# MATERIAL start

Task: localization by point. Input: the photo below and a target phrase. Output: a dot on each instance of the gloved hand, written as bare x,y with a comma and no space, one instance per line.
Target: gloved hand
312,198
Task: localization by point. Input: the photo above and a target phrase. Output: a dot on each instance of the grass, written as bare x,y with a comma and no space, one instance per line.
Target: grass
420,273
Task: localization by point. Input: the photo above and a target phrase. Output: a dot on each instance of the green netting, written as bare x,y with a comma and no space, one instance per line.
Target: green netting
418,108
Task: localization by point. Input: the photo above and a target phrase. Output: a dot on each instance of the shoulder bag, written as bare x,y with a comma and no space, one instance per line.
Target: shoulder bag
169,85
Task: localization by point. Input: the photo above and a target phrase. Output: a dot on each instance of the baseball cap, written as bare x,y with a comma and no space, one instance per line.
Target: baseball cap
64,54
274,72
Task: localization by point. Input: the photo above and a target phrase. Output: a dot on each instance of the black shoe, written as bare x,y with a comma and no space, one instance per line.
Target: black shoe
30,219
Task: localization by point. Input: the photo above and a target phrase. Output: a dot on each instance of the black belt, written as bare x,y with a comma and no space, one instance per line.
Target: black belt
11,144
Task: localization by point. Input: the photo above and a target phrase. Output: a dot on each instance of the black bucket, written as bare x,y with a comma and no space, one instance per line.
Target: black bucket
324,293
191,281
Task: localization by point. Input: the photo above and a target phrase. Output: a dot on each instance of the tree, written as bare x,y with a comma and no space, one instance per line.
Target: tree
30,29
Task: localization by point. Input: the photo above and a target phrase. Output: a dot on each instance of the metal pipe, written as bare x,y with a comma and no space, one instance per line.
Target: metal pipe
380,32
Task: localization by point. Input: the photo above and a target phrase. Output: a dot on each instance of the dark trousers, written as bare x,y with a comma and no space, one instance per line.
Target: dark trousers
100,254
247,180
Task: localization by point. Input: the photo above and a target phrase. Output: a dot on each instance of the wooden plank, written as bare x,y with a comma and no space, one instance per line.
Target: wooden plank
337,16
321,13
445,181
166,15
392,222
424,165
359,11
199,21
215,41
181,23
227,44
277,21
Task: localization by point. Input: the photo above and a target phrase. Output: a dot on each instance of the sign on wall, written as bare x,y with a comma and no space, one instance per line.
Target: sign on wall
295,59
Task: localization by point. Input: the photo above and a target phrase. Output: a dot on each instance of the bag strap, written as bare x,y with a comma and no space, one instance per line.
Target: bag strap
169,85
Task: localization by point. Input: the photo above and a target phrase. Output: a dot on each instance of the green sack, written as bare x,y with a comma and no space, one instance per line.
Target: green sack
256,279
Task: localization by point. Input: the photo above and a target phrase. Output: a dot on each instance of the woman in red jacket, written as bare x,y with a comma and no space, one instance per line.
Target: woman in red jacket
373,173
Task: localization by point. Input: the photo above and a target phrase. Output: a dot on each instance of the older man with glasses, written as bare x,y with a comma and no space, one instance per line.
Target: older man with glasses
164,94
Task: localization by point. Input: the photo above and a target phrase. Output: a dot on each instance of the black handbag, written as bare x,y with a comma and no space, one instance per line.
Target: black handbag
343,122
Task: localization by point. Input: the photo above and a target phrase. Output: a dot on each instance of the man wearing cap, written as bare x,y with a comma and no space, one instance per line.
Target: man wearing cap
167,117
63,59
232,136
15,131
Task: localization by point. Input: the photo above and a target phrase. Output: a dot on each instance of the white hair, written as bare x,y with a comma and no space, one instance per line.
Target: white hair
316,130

# MATERIAL end

- _WHAT YOU SHOULD DO_: Reproduce all of the material above line for line, without changing a single character.

- _ANSWER TO THIS EXERCISE_:
Task: localization by point. Input: the photo below and a target phrase. Output: a dot on each instance of the gloved hand, written as bare x,y with a comma and no space, one instance per line.
Target: gloved hand
312,198
Task: localization by point. Input: the photo above and a target phrase. Output: a dot on each instance of the grass, written as bare x,y with a comma and no space, one instance per line.
Target: grass
420,273
Task: localization by point. Input: the photo above and a target phrase. Output: a dot on each instance of the green netting, written as bare x,y with a comma and no space, one instance per line.
Target: green netting
418,108
Task: localization by point. Input: the photo above and a target phrase. Output: a dot on each instance of the shoulder bag, written as bare x,y with a comma and no space, one instance per line.
Target: shoulder bag
169,85
Task: localization by point. Input: the photo above and a target phrase. Output: a dot on each instance of the baseball cap, written as bare x,y with a comma and no space, one instance per line.
Target: baseball cap
64,54
274,72
Task: localization by point. Input: the photo above and a target phrase. Output: a dot on each instance of the black shoe, written as bare x,y with a comma and no space, one instance per line.
Target: black shoe
30,219
Task: localization by point. Input: the photo above and a target phrase. Output: a dot on each instance of the black belt, written as bare x,y with a comma and no space, one instance per line.
Target: black belt
11,144
Task: localization by point. Input: the photo above and a target phrase. Output: a dot on each instance of the black bucket, written as bare x,y with a comma and no space, one instance per line.
Target: black bucket
324,293
191,281
Task: localization by point. Input: the photo above and a target phrase. Output: a dot on each instance of the tree, written as bare x,y with a comma and no space, one instance per line.
Target: tree
30,29
Task: localization by point. Input: the photo above and a target phrase. Output: a dot on each instance of the metal pipe, written as bare x,y with a comma and no space, one instance per line.
Target: metal pipe
380,32
Task: localization by point. Input: the photo above and a target phrase. Output: a dot on each instance of the dark trousers, written as bare x,y with a comma and no space, one instance per line.
Target: dark trousers
100,254
247,180
Task: localization by point. Input: the photo above and a target phrase. Output: a dot on each instance of the wooden plank, written as bare x,y with a comma and no space, one instance per line.
Target: wooden plank
337,16
321,13
445,181
166,15
392,222
424,165
359,11
199,21
215,41
181,23
227,44
277,21
Task: localization by point. Input: the photo above and a target phrase. Output: a dot on each instance of the sign on wall, written as bare x,y with a comma and no space, one instance per line.
Target: sign on wall
295,59
Task: localization by point. Input: the photo above and a target phrase. Output: a dot on each instance of the bag strap, written as bare x,y with a comma and no space, one instance per line.
Target: bag strap
169,85
Task: localization by point. Input: the photo above and a target phrase. Output: a dot on each instance of the green sack, written as bare x,y with a comma and no space, one instance per line.
Target: green sack
256,279
Task: localization by point. Input: the photo above and a target phrase. Output: a dot on each instance of the woman in red jacket, written as bare x,y with a comma and no space, one instance per line.
Target: woman in red jacket
373,173
Task: localization by point. Input: the photo above and a target phrase. Output: a dot on each instance of the older man with glasses, written as bare x,y with a comma and no space, one instance per line.
Target: older man with glasses
164,94
Task: localization by point. Input: the photo above and a target phrase. Output: a dot on each instance of the black handbag, written as bare x,y with a comma and no space, one instance per line.
Target: black handbag
343,122
Task: localization by point. Input: the photo above and a target phrase. Output: a dot on each instance of the man wearing cap, written as bare x,y with a comma and no space, one instance per line.
Target: man wearing cap
167,117
63,59
232,136
15,131
Task: localization by point. Input: the photo above and a target phrase. Output: a dot on each instance of the white hair, written as bare x,y with a comma and no space, one instance per line.
Target: white hair
316,130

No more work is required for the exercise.